====== Text segment

# Thread: sigma algebra over R

1. ## sigma algebra over R

Consider a $\sigma$-algebra $\mathcal{F}$ on $\mathbb{R}$ containing all intervals $(-\infty, x], x \in \mathbb{R}$. Show that it must contain the sets of the form $(a,b], (a,b)$ and $\lbrace a \rbrace$ $($ where $a < b),$ and the countable unions thereof.

In class my lecturer said that I should keep de Morgan's laws in mind, as well as the fact that $\mathcal{F}$ is closed under complements and under countably infinite solutions.

2. Hello,

You just have to play with the axioms of a sigma algebra.
By combining the property of complements and the property of countable unions, we get, by de Morgan's law, that a sigma algebra is closed under countable intersections.

The complement in $\mathbb{R}$ of $(-\infty,x]$ is $(x,\infty)$ and belongs to the sigma algebra.
Consider $z>x$
$(x,\infty)\cap (-\infty,z]=(x,z]$
(1) So for z>x, (x,z] belongs to the sigma algebra.

Let's consider, for y>x, $U_n=\left(-\infty,y-\tfrac 1n\right]$
A sigma algebra is closed under countable union.

============
====== Excerpted data

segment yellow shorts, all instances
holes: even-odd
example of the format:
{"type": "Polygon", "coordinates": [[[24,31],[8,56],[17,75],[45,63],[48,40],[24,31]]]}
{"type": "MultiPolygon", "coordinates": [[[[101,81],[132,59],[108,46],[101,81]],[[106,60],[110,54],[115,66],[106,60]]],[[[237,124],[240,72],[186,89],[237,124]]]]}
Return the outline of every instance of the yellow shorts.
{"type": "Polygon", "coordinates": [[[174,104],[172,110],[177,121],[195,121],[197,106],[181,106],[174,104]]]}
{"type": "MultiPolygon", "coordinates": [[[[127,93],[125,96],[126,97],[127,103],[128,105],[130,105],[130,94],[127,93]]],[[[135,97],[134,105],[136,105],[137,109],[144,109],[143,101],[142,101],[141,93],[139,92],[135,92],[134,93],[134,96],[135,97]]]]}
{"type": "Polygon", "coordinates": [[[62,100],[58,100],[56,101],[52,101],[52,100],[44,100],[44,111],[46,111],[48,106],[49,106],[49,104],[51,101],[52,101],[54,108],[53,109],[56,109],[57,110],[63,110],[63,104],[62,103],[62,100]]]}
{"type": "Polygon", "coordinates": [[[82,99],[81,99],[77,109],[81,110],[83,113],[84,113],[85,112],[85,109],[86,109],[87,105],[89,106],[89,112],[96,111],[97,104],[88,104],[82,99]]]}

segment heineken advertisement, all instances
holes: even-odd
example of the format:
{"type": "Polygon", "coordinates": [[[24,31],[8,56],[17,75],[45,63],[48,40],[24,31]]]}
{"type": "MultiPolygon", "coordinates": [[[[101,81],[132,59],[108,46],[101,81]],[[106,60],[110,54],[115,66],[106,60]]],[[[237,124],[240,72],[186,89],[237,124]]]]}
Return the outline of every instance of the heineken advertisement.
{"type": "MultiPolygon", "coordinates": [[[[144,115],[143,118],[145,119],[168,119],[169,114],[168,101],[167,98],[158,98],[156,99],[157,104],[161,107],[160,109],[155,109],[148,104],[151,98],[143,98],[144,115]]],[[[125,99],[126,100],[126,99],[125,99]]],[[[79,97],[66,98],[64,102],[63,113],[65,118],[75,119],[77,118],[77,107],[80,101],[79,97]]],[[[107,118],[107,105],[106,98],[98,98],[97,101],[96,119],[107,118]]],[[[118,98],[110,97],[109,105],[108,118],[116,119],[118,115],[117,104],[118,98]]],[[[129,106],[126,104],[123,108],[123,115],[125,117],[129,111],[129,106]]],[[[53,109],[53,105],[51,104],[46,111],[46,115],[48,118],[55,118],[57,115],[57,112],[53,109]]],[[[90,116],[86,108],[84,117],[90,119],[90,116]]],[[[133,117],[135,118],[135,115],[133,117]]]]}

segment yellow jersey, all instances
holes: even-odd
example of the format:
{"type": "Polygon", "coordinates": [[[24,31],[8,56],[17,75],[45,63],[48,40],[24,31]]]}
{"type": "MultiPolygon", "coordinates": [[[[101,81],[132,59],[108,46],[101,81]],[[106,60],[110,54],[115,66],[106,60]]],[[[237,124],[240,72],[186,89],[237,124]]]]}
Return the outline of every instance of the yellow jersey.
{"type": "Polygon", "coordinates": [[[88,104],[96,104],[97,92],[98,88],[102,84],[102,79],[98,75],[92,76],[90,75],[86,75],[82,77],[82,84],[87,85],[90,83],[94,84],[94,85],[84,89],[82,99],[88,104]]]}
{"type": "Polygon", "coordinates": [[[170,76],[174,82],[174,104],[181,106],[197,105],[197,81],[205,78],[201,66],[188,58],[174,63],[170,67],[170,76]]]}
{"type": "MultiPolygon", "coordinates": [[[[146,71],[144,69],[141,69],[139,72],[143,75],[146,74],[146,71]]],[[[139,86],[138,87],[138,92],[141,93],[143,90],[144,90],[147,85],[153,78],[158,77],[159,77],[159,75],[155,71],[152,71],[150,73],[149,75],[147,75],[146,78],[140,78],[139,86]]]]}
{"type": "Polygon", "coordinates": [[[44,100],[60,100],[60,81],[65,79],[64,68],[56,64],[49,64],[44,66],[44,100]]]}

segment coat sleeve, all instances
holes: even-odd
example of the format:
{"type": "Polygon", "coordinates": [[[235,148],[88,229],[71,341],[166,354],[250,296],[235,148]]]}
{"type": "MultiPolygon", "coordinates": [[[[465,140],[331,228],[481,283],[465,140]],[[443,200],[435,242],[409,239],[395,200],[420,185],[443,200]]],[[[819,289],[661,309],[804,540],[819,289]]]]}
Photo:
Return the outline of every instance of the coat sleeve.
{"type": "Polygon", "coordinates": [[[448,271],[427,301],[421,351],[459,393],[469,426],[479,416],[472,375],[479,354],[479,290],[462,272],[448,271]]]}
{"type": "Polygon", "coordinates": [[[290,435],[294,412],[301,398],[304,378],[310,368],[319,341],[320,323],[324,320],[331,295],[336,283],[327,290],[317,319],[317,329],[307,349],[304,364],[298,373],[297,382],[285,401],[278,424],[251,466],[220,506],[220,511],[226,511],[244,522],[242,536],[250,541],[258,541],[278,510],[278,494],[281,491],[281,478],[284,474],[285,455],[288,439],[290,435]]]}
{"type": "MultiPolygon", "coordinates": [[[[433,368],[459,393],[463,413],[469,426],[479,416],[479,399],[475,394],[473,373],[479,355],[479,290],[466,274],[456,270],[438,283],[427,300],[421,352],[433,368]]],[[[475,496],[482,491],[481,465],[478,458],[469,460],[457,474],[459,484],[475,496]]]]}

============

▶ Exercise set
a: In the thread on sigma algebras, what is the complement in ℝ of (−∞, x]?
b: Extract the part of the thread on sigma algebras that opens with the words containing "By combining the" and closes with "under countable intersections.".
The data is not needed for this work.

▶ Answers in order
a: It is (x, ∞), and it belongs to the sigma algebra.

b:
By combining the property of complements and the property of countable unions, we get, by de Morgan's law, that a sigma algebra is closed under countable intersections.